WHAT IS REQUIRED: Rewrite the lines of the records between the line holding "out the split" and the line holding "Target: split log", inclusive, substituting "cracked log" for "split log" and leaving everything else unchanged.

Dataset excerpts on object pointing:
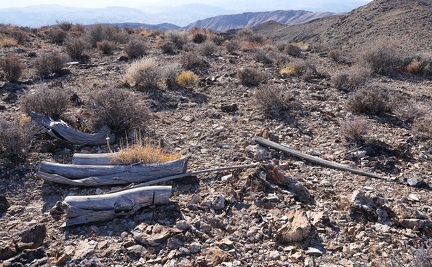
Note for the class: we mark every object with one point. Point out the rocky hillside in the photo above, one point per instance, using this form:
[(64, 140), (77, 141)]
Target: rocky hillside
[(354, 191), (246, 20), (406, 22)]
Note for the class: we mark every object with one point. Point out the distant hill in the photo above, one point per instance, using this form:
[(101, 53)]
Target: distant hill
[(407, 22), (250, 19)]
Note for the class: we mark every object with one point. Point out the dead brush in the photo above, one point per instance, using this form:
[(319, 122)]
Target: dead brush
[(142, 152)]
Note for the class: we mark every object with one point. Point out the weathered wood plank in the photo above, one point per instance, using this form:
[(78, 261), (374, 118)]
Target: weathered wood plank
[(137, 171), (62, 130)]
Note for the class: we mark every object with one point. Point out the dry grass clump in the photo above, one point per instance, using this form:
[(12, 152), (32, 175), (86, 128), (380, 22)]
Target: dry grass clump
[(135, 48), (250, 76), (381, 58), (187, 79), (75, 47), (355, 130), (8, 41), (106, 47), (353, 78), (15, 140), (275, 101), (50, 63), (371, 100), (143, 73), (118, 109), (11, 67), (52, 102), (143, 153)]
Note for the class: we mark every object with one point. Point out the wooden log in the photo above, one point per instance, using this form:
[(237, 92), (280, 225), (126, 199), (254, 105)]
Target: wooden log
[(144, 172), (84, 209), (94, 159), (62, 130), (313, 159)]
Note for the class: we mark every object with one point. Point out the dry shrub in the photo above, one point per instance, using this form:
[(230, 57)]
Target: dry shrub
[(263, 56), (8, 42), (191, 61), (178, 38), (50, 63), (143, 73), (187, 79), (170, 73), (135, 48), (423, 125), (353, 78), (142, 152), (207, 48), (371, 100), (275, 101), (106, 47), (381, 58), (12, 68), (75, 47), (56, 35), (52, 102), (232, 46), (355, 130), (15, 139), (118, 109), (250, 76)]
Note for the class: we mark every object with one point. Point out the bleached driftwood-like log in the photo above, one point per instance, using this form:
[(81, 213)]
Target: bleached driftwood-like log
[(62, 130), (94, 175), (85, 209)]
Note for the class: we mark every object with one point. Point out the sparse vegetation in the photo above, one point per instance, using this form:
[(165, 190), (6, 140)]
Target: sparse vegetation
[(143, 73), (118, 109), (250, 76), (187, 79), (371, 100), (52, 102), (12, 68)]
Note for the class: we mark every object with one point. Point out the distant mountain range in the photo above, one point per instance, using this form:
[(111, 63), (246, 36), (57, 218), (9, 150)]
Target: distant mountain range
[(205, 16)]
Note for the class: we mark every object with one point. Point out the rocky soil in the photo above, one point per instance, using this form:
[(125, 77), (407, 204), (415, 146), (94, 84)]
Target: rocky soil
[(284, 212)]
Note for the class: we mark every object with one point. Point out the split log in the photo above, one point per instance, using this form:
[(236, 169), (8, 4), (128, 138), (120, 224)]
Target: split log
[(62, 130), (94, 159), (85, 209), (136, 171), (313, 159)]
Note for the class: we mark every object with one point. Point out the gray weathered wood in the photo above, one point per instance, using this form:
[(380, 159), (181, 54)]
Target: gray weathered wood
[(84, 209), (143, 172), (313, 159), (62, 130), (94, 159)]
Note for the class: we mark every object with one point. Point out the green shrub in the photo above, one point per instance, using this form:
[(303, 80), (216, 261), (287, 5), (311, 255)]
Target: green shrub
[(52, 102), (12, 68), (118, 109), (250, 76), (143, 73), (370, 100), (50, 63), (135, 48)]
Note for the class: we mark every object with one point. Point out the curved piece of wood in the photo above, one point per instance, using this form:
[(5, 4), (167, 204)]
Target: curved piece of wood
[(313, 159), (84, 209), (143, 171), (62, 130)]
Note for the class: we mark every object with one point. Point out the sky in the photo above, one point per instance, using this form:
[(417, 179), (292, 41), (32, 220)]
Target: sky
[(315, 5)]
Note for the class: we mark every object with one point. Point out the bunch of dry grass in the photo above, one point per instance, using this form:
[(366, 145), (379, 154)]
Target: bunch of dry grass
[(143, 73), (142, 152), (12, 68)]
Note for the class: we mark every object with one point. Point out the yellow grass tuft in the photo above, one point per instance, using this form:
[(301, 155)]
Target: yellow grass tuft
[(143, 153)]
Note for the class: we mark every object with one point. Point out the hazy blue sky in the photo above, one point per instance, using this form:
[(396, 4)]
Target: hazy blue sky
[(313, 5)]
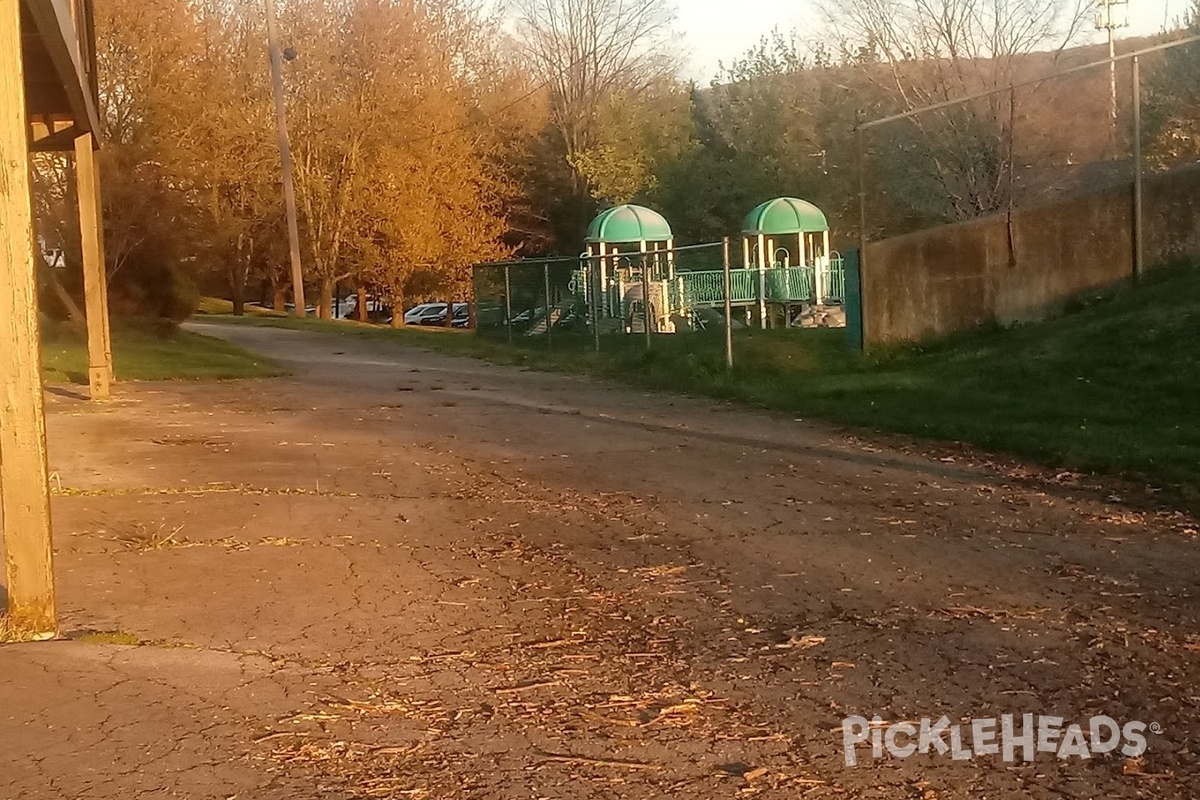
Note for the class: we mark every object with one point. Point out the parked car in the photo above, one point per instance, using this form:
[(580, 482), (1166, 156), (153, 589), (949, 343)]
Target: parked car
[(437, 314), (414, 314)]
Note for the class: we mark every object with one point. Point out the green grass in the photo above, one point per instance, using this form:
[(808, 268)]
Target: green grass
[(1113, 385), (145, 355)]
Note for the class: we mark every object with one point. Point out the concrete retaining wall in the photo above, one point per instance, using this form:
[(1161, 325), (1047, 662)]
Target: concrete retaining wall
[(964, 275)]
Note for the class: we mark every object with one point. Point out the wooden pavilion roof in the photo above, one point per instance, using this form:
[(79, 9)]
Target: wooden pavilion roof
[(60, 71)]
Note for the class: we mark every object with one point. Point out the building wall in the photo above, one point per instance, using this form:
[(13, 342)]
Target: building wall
[(967, 274)]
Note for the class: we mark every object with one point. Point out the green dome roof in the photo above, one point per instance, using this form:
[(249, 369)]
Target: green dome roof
[(629, 223), (785, 215)]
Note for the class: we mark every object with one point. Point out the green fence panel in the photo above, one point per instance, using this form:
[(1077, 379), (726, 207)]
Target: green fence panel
[(852, 293)]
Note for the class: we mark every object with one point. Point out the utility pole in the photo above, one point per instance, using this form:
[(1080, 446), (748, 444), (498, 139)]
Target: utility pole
[(289, 192), (1111, 14)]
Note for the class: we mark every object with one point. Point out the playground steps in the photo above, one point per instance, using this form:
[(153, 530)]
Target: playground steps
[(827, 316)]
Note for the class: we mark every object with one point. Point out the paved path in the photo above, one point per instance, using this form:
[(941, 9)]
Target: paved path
[(402, 575)]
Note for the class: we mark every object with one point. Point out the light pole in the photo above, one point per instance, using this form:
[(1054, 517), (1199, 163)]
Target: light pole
[(289, 192)]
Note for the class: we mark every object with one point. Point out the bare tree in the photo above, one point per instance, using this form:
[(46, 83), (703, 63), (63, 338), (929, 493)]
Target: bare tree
[(935, 50), (588, 50)]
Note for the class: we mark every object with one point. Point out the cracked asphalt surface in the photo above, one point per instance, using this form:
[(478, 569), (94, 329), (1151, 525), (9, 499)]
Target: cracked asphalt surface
[(403, 575)]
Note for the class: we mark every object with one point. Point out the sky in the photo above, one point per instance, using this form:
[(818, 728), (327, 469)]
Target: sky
[(718, 30)]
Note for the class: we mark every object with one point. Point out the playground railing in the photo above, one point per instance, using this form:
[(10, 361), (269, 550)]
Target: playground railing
[(587, 296)]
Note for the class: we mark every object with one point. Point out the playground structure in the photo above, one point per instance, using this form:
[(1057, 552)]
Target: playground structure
[(633, 278)]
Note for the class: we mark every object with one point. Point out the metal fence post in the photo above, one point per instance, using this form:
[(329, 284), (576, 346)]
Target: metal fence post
[(727, 286), (545, 272), (862, 217), (646, 299), (508, 302), (594, 280), (1138, 218)]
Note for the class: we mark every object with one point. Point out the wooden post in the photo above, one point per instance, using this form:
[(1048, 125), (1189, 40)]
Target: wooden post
[(24, 486), (95, 281)]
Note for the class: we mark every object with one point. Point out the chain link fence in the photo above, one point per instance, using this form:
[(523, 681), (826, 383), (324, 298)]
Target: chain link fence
[(634, 292)]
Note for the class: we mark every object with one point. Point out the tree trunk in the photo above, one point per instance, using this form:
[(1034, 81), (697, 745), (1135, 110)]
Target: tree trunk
[(69, 305), (238, 275), (325, 305), (238, 289), (361, 304)]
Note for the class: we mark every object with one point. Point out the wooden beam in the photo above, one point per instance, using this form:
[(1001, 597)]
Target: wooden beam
[(60, 37), (100, 366), (24, 486)]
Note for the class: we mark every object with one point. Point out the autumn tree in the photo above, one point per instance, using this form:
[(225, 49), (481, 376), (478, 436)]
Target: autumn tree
[(1173, 102), (936, 52), (592, 54)]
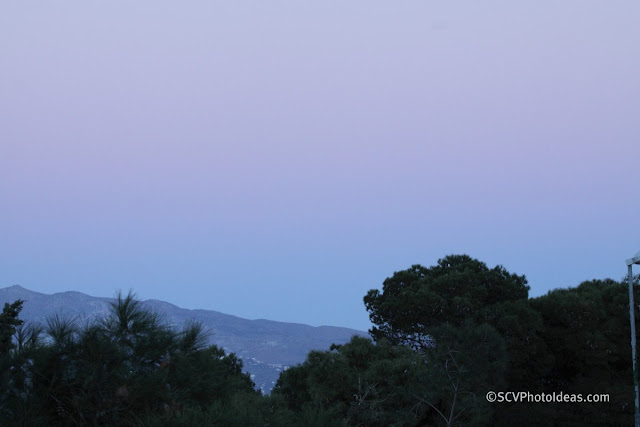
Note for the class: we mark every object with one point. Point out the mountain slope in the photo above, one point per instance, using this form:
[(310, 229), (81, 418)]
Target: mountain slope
[(265, 346)]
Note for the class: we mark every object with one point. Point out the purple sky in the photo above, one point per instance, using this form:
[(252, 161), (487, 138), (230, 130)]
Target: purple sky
[(278, 159)]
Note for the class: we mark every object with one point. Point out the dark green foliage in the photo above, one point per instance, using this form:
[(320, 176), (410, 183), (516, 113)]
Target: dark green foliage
[(454, 291), (117, 371), (359, 383), (443, 337), (9, 321)]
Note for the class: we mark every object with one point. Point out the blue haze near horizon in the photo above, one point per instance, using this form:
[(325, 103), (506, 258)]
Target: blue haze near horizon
[(278, 160)]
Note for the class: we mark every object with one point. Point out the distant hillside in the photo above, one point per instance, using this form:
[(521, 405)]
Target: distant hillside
[(265, 346)]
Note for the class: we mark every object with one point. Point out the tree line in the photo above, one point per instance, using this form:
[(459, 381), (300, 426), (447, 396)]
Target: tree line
[(443, 337)]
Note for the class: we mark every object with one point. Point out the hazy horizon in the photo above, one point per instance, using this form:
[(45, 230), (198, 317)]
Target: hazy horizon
[(278, 160)]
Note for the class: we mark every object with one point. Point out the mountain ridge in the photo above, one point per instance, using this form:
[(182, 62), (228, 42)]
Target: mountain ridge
[(266, 346)]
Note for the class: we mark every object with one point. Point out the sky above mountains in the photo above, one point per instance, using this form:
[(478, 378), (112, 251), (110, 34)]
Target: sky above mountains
[(279, 159)]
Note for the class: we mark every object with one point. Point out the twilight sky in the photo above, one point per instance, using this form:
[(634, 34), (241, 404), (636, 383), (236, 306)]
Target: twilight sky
[(278, 159)]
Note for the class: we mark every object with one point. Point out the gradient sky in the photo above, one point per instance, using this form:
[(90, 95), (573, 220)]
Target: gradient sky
[(278, 159)]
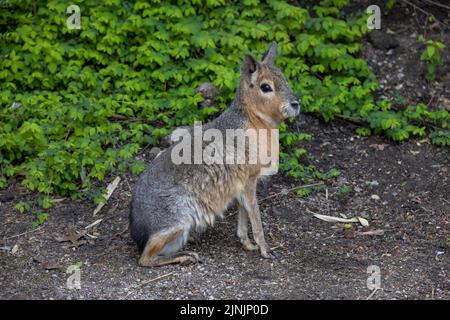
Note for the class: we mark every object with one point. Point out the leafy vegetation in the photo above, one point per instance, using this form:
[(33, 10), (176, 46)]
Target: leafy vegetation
[(77, 104), (432, 56)]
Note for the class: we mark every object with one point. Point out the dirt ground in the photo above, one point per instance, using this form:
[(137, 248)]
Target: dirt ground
[(403, 190)]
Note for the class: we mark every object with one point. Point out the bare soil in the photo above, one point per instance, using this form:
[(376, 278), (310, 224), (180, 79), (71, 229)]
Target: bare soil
[(403, 190)]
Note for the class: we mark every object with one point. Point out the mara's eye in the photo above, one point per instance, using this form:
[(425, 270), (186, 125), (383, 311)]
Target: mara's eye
[(266, 88)]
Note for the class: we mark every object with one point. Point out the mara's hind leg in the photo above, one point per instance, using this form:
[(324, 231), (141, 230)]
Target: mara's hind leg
[(161, 249)]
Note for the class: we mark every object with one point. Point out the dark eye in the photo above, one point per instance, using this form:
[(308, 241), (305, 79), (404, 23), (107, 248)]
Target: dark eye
[(266, 88)]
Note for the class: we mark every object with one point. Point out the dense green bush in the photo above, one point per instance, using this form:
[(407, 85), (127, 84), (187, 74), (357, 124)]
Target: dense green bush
[(78, 104)]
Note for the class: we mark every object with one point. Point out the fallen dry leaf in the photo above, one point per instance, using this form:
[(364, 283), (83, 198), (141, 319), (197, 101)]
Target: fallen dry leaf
[(378, 232), (47, 265), (71, 235), (379, 147), (323, 217)]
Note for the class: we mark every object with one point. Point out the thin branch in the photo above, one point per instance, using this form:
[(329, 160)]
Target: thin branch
[(24, 233), (290, 189), (147, 282)]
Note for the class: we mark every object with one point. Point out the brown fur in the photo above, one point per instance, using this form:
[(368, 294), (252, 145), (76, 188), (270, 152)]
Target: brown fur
[(171, 201)]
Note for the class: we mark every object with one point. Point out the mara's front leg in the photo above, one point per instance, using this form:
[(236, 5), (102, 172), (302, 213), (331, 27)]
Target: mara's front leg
[(249, 205)]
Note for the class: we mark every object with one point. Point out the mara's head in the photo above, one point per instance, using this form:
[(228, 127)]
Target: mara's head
[(265, 91)]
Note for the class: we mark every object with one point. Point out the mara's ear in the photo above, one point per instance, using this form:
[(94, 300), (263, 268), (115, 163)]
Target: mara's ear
[(248, 68), (271, 54)]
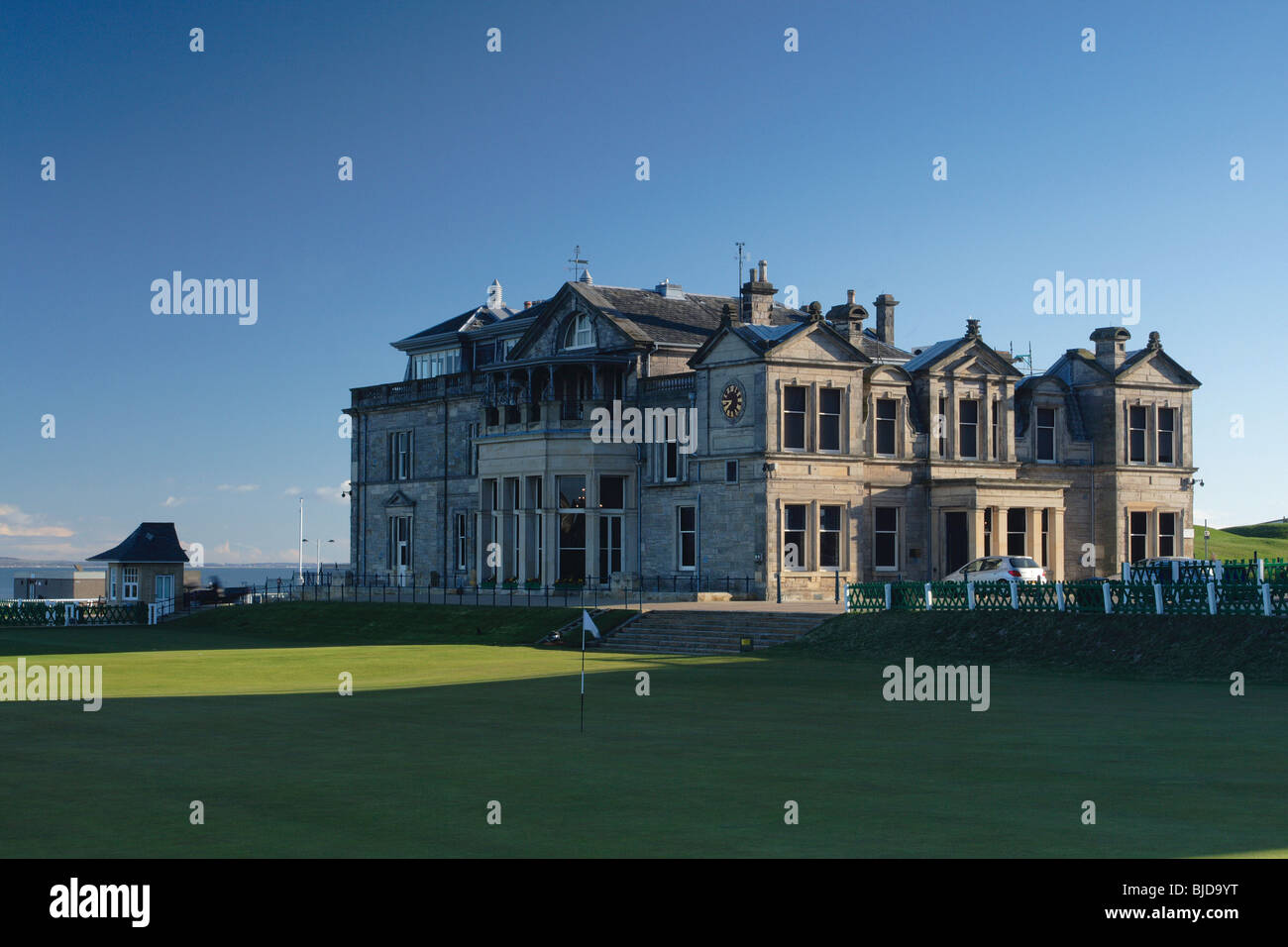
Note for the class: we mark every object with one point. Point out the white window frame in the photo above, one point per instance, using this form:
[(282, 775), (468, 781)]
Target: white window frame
[(580, 333), (400, 457), (679, 538), (894, 532), (838, 416), (1175, 535), (803, 414), (961, 429), (1144, 433), (803, 564), (877, 420), (838, 531), (129, 582), (1171, 436), (462, 545)]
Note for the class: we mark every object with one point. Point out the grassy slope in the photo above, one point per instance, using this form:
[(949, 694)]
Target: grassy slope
[(1184, 647), (1267, 540), (699, 767)]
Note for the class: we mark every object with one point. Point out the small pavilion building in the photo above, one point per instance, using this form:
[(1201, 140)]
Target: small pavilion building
[(149, 566)]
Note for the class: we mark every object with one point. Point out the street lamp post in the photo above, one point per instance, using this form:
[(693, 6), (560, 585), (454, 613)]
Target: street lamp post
[(320, 556)]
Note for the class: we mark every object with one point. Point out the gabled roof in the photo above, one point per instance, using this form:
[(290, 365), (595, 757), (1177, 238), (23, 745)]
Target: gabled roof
[(149, 543), (648, 316), (930, 355), (1072, 410), (480, 316), (1154, 352), (761, 339), (874, 348), (941, 350)]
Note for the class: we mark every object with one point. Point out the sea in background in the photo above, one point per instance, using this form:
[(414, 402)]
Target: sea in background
[(228, 577)]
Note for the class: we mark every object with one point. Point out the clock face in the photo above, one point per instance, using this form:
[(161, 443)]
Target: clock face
[(733, 401)]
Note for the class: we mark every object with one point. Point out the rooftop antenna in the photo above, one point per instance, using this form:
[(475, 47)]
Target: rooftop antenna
[(578, 262), (1022, 360)]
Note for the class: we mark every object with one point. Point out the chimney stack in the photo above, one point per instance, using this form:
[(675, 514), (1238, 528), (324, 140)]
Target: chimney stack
[(885, 304), (1111, 346), (758, 296)]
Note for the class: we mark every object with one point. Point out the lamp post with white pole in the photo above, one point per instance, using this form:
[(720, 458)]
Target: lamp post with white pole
[(318, 543), (301, 540)]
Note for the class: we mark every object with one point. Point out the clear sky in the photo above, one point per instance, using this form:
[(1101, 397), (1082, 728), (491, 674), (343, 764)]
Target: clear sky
[(473, 165)]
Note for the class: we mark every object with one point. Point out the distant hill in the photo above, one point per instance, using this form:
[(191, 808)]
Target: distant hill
[(1267, 540)]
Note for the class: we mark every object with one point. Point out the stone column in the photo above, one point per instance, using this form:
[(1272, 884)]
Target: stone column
[(975, 526), (1033, 532), (520, 522), (1055, 543)]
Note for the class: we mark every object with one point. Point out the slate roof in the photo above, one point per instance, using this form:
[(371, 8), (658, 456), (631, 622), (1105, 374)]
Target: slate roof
[(876, 350), (485, 317), (930, 355), (647, 316), (149, 543)]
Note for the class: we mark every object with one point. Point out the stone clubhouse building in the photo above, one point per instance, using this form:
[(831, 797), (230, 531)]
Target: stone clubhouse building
[(815, 445)]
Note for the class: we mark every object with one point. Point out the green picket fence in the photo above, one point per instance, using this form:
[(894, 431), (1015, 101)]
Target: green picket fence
[(54, 613), (1087, 596)]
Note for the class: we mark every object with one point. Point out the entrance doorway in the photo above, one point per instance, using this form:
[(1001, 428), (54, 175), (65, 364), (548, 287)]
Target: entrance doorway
[(956, 540)]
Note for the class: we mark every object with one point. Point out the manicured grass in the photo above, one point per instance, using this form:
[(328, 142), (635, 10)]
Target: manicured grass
[(1173, 647), (1267, 540), (699, 767), (292, 624)]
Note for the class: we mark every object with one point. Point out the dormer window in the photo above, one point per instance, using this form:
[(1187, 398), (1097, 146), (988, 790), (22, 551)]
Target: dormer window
[(580, 334)]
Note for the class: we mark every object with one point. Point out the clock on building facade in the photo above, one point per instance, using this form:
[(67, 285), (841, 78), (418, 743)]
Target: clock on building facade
[(733, 401)]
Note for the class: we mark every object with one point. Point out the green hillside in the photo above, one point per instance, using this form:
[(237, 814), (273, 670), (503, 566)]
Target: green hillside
[(1267, 540)]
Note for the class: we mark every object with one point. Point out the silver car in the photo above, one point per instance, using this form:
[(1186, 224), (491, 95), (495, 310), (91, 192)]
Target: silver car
[(999, 569)]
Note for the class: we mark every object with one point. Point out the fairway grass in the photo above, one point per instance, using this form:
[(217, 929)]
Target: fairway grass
[(703, 766)]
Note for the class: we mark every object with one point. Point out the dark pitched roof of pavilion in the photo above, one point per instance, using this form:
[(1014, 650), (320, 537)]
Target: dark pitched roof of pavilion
[(149, 543)]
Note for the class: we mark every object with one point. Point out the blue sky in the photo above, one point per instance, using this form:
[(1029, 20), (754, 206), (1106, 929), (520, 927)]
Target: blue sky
[(473, 165)]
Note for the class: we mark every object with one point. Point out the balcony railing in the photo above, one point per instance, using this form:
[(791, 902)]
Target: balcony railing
[(417, 389), (668, 382)]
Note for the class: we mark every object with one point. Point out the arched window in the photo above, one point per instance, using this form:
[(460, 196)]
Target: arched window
[(580, 334)]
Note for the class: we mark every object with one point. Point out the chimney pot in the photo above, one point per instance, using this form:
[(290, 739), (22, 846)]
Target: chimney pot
[(885, 304)]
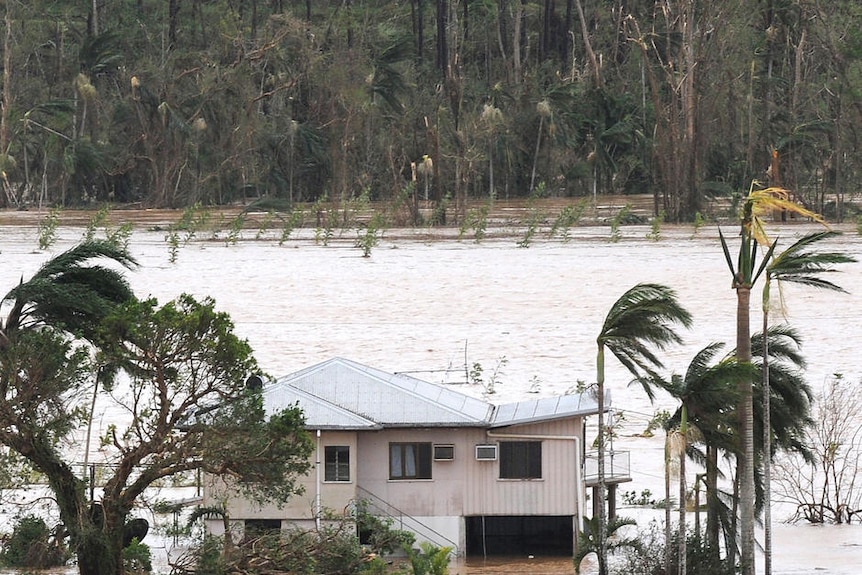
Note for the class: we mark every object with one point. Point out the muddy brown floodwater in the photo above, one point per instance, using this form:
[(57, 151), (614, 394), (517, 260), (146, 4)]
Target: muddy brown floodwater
[(528, 316)]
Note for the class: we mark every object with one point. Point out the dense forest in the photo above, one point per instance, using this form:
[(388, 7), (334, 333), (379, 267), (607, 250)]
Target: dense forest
[(176, 103)]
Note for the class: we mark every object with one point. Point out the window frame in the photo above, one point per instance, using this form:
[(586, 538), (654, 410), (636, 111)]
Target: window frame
[(520, 460), (336, 466), (413, 460), (449, 448)]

FULL RESPONSE:
Note for the class: we mark every object with one point. Point out the cracked log in the photo above, one point per instance, using this form:
[(236, 169), (8, 4), (128, 138), (120, 224)]
Target: cracked log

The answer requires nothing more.